Gather every line in the items below that contains the word "sunglasses". Case counts.

**Input rows:**
────────────────────

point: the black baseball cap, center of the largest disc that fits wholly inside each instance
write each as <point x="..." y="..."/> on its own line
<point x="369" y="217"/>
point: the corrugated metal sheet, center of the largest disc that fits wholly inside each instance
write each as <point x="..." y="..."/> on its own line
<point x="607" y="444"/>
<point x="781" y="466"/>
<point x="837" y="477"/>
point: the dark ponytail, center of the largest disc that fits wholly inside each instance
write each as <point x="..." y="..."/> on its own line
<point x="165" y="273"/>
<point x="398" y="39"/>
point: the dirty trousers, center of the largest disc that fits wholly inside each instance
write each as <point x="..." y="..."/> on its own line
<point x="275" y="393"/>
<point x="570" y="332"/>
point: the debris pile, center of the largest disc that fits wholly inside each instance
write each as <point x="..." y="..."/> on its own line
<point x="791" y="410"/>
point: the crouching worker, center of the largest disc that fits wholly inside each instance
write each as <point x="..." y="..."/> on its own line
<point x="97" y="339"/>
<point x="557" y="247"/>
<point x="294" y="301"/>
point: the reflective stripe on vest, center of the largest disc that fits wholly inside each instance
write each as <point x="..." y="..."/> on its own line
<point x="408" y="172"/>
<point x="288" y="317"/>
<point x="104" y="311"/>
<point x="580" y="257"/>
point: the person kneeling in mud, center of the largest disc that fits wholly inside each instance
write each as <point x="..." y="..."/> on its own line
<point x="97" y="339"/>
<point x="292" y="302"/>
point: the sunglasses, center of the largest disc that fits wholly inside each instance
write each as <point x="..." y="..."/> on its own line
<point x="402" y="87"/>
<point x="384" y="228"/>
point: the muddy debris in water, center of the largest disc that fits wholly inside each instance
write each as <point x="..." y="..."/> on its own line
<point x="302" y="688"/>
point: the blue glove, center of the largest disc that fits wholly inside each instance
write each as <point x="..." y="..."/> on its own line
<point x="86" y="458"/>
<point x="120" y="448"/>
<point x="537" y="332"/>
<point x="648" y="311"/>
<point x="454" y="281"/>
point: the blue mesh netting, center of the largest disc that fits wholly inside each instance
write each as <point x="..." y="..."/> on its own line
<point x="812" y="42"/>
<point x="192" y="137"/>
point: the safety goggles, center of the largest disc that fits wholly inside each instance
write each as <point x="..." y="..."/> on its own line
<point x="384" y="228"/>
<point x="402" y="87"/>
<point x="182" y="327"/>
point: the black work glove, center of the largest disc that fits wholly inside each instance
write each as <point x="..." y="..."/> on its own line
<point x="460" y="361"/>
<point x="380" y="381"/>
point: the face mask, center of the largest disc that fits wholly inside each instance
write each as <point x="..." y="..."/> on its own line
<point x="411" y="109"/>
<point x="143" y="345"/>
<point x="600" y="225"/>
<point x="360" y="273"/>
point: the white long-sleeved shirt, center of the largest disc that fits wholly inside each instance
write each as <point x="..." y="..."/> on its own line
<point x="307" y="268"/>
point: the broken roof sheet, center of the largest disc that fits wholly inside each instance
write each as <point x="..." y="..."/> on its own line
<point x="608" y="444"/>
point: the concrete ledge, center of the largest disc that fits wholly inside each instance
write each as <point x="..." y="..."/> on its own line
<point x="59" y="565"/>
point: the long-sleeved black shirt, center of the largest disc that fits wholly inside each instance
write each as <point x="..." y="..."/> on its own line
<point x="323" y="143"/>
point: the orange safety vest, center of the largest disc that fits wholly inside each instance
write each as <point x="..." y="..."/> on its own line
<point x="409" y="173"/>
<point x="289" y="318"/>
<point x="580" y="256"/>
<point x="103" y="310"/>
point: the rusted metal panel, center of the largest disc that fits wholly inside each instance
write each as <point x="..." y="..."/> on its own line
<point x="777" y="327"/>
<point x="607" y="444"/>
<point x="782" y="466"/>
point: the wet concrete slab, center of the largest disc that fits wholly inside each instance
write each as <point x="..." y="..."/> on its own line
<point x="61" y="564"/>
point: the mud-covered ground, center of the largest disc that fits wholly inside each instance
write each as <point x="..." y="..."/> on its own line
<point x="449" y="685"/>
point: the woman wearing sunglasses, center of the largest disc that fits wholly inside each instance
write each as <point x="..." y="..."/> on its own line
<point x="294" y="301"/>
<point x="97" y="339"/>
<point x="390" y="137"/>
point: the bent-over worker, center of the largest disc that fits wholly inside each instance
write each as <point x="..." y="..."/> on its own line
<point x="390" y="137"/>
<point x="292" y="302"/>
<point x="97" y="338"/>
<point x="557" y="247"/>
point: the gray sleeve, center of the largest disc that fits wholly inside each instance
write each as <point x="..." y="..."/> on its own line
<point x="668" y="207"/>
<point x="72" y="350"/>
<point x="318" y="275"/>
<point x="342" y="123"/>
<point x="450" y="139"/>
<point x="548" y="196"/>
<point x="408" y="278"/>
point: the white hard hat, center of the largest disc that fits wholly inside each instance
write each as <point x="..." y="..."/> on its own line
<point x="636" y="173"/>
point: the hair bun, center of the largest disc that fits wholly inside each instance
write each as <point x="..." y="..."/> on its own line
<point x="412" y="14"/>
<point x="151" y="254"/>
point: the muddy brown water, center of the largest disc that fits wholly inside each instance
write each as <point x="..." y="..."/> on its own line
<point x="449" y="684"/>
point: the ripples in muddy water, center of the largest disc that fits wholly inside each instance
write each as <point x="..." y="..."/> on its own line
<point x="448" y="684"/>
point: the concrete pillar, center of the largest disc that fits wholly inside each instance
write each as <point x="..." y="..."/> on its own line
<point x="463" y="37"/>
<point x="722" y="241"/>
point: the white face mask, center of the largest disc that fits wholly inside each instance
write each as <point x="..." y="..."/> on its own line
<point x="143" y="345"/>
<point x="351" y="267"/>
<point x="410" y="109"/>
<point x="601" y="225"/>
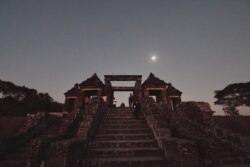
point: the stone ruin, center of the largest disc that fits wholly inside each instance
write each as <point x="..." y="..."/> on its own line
<point x="90" y="132"/>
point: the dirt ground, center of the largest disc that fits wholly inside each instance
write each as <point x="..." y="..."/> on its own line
<point x="239" y="124"/>
<point x="10" y="125"/>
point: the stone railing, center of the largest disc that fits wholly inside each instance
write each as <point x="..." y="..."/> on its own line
<point x="164" y="124"/>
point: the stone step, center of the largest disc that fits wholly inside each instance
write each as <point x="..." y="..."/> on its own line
<point x="124" y="126"/>
<point x="124" y="152"/>
<point x="124" y="144"/>
<point x="125" y="131"/>
<point x="124" y="121"/>
<point x="17" y="156"/>
<point x="124" y="137"/>
<point x="125" y="162"/>
<point x="14" y="163"/>
<point x="121" y="119"/>
<point x="230" y="161"/>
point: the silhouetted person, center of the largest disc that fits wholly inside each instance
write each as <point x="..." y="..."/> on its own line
<point x="130" y="100"/>
<point x="137" y="108"/>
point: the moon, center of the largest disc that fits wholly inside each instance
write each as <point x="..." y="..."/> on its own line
<point x="153" y="57"/>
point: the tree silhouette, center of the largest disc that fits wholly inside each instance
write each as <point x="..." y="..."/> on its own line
<point x="233" y="96"/>
<point x="20" y="99"/>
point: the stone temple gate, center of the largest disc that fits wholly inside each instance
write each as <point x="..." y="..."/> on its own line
<point x="82" y="93"/>
<point x="167" y="132"/>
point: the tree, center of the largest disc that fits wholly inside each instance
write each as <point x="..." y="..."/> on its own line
<point x="233" y="96"/>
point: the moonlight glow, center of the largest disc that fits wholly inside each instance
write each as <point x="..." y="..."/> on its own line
<point x="153" y="58"/>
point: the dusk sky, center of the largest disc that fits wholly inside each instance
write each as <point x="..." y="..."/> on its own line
<point x="200" y="45"/>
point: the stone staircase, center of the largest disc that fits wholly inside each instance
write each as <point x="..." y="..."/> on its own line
<point x="124" y="141"/>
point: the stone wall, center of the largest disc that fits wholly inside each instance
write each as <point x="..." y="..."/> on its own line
<point x="66" y="153"/>
<point x="181" y="153"/>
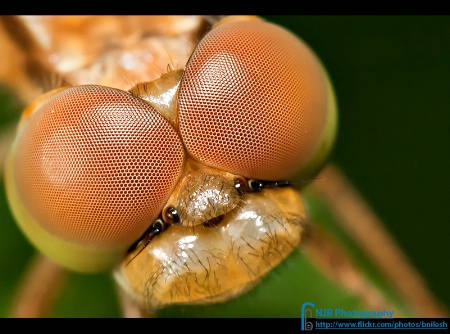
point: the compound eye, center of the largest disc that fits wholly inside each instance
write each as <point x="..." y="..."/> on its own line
<point x="255" y="101"/>
<point x="93" y="166"/>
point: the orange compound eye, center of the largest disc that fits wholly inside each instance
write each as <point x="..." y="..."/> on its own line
<point x="95" y="165"/>
<point x="254" y="101"/>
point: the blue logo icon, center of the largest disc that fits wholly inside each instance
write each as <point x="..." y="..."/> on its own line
<point x="307" y="314"/>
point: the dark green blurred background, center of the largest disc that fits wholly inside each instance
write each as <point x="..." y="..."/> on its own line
<point x="392" y="80"/>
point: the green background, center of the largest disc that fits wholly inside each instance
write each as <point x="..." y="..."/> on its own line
<point x="392" y="80"/>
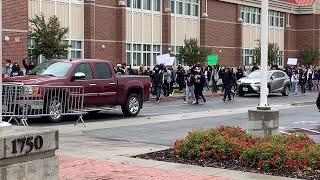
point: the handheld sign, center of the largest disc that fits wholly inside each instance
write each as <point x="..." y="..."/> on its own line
<point x="213" y="60"/>
<point x="292" y="61"/>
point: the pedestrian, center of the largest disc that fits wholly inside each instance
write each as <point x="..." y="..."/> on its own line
<point x="303" y="80"/>
<point x="316" y="79"/>
<point x="16" y="71"/>
<point x="157" y="76"/>
<point x="255" y="67"/>
<point x="173" y="80"/>
<point x="180" y="77"/>
<point x="295" y="81"/>
<point x="198" y="85"/>
<point x="190" y="87"/>
<point x="227" y="84"/>
<point x="29" y="67"/>
<point x="6" y="71"/>
<point x="166" y="81"/>
<point x="310" y="76"/>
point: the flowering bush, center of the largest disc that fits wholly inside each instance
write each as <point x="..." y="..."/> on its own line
<point x="223" y="143"/>
<point x="284" y="152"/>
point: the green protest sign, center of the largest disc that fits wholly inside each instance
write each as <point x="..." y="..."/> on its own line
<point x="213" y="60"/>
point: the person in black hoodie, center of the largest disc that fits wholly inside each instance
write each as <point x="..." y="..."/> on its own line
<point x="29" y="67"/>
<point x="198" y="85"/>
<point x="227" y="84"/>
<point x="16" y="71"/>
<point x="157" y="79"/>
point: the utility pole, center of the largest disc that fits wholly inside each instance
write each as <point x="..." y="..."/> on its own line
<point x="264" y="55"/>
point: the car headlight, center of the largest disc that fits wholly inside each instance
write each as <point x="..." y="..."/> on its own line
<point x="31" y="90"/>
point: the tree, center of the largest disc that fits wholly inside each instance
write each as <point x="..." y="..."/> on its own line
<point x="192" y="53"/>
<point x="273" y="53"/>
<point x="48" y="37"/>
<point x="309" y="56"/>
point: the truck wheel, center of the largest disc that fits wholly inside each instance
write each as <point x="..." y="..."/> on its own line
<point x="132" y="106"/>
<point x="55" y="107"/>
<point x="286" y="91"/>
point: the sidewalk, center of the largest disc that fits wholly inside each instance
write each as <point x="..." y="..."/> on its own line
<point x="71" y="168"/>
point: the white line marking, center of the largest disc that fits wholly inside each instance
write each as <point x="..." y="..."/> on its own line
<point x="310" y="130"/>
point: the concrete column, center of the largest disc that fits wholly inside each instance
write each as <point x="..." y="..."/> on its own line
<point x="263" y="123"/>
<point x="28" y="153"/>
<point x="166" y="27"/>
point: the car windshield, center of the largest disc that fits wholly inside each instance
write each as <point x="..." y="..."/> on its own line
<point x="55" y="69"/>
<point x="257" y="74"/>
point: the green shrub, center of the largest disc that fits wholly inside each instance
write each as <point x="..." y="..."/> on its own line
<point x="224" y="143"/>
<point x="285" y="152"/>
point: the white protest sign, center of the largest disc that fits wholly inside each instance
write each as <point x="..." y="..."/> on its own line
<point x="292" y="61"/>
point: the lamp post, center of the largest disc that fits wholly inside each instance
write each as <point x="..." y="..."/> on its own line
<point x="2" y="123"/>
<point x="264" y="55"/>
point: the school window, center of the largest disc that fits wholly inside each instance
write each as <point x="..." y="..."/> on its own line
<point x="136" y="4"/>
<point x="250" y="15"/>
<point x="147" y="55"/>
<point x="128" y="3"/>
<point x="136" y="55"/>
<point x="247" y="54"/>
<point x="179" y="6"/>
<point x="128" y="53"/>
<point x="156" y="52"/>
<point x="276" y="19"/>
<point x="280" y="59"/>
<point x="146" y="4"/>
<point x="156" y="5"/>
<point x="187" y="7"/>
<point x="172" y="6"/>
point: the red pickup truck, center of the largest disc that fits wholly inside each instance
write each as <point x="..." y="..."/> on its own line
<point x="102" y="88"/>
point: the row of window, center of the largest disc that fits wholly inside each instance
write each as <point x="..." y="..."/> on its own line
<point x="186" y="7"/>
<point x="74" y="52"/>
<point x="248" y="57"/>
<point x="154" y="5"/>
<point x="252" y="15"/>
<point x="146" y="54"/>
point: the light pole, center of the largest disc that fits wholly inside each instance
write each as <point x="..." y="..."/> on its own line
<point x="263" y="121"/>
<point x="2" y="123"/>
<point x="264" y="55"/>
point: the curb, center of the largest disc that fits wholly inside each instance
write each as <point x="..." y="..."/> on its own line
<point x="303" y="103"/>
<point x="179" y="97"/>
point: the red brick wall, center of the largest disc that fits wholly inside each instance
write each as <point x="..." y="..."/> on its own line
<point x="15" y="26"/>
<point x="106" y="25"/>
<point x="221" y="31"/>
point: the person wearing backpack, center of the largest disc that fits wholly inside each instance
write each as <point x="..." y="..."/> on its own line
<point x="295" y="81"/>
<point x="166" y="81"/>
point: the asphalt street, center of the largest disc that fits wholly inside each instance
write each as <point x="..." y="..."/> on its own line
<point x="166" y="122"/>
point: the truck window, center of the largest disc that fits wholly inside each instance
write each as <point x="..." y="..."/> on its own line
<point x="86" y="69"/>
<point x="103" y="71"/>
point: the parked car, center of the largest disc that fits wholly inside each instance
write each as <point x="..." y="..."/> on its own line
<point x="102" y="88"/>
<point x="278" y="82"/>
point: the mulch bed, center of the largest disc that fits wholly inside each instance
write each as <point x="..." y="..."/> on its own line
<point x="168" y="156"/>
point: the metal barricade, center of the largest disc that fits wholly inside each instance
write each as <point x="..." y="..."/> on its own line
<point x="52" y="102"/>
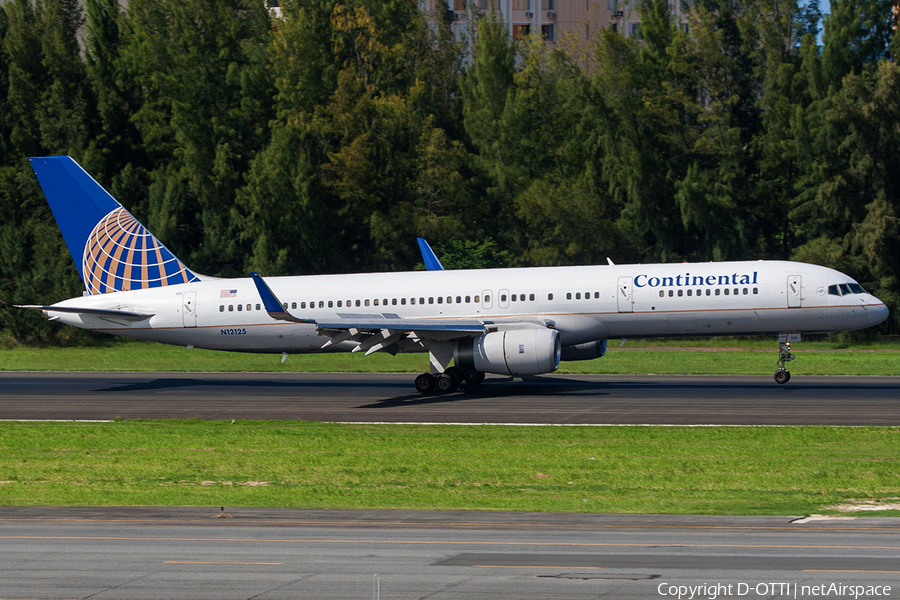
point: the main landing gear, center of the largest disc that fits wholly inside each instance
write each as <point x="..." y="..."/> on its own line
<point x="448" y="381"/>
<point x="782" y="375"/>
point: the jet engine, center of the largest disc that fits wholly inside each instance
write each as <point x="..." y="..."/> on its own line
<point x="588" y="351"/>
<point x="512" y="352"/>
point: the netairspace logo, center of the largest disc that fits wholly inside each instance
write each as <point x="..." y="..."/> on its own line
<point x="711" y="591"/>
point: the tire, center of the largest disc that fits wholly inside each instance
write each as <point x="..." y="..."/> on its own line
<point x="474" y="377"/>
<point x="444" y="384"/>
<point x="425" y="383"/>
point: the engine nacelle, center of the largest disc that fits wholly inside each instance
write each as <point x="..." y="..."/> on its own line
<point x="588" y="351"/>
<point x="512" y="352"/>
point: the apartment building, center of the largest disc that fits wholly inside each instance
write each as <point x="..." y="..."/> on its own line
<point x="556" y="20"/>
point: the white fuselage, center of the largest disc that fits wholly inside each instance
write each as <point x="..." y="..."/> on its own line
<point x="583" y="303"/>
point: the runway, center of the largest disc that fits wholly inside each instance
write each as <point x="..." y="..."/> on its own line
<point x="187" y="554"/>
<point x="550" y="399"/>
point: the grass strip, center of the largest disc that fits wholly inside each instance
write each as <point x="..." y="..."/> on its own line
<point x="671" y="470"/>
<point x="753" y="358"/>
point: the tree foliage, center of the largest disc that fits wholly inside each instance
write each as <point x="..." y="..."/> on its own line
<point x="325" y="139"/>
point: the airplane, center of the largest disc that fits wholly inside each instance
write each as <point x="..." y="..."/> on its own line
<point x="513" y="322"/>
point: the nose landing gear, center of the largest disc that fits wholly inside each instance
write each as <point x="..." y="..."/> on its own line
<point x="782" y="375"/>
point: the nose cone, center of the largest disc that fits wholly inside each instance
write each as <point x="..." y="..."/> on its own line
<point x="876" y="313"/>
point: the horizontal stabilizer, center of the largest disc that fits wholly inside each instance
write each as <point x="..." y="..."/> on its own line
<point x="97" y="312"/>
<point x="431" y="260"/>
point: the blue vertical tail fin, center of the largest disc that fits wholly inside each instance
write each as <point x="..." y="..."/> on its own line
<point x="111" y="249"/>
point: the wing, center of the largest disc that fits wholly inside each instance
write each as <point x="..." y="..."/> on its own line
<point x="374" y="331"/>
<point x="97" y="312"/>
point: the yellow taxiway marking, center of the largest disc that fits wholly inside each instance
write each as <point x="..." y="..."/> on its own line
<point x="213" y="562"/>
<point x="441" y="543"/>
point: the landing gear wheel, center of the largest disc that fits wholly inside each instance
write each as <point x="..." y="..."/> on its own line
<point x="445" y="383"/>
<point x="474" y="377"/>
<point x="782" y="376"/>
<point x="425" y="383"/>
<point x="456" y="373"/>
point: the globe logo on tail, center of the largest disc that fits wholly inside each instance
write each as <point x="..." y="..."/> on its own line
<point x="120" y="254"/>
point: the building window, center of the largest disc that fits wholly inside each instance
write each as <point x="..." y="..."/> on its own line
<point x="548" y="32"/>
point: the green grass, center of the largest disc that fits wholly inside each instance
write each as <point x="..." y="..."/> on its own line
<point x="718" y="356"/>
<point x="674" y="470"/>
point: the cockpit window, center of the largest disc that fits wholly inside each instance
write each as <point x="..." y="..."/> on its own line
<point x="843" y="289"/>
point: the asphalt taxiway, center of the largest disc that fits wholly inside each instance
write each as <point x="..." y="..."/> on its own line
<point x="549" y="399"/>
<point x="135" y="553"/>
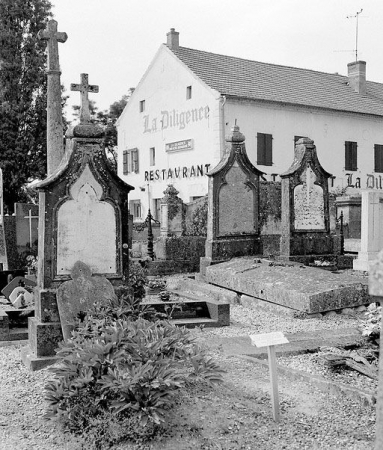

────────────────────

**The reply:**
point: the sunglasses, center of the largest disc that fits wholly inside each instance
point: the woman wearing sunglasses, center of the largest disc that fits wholly inside each instance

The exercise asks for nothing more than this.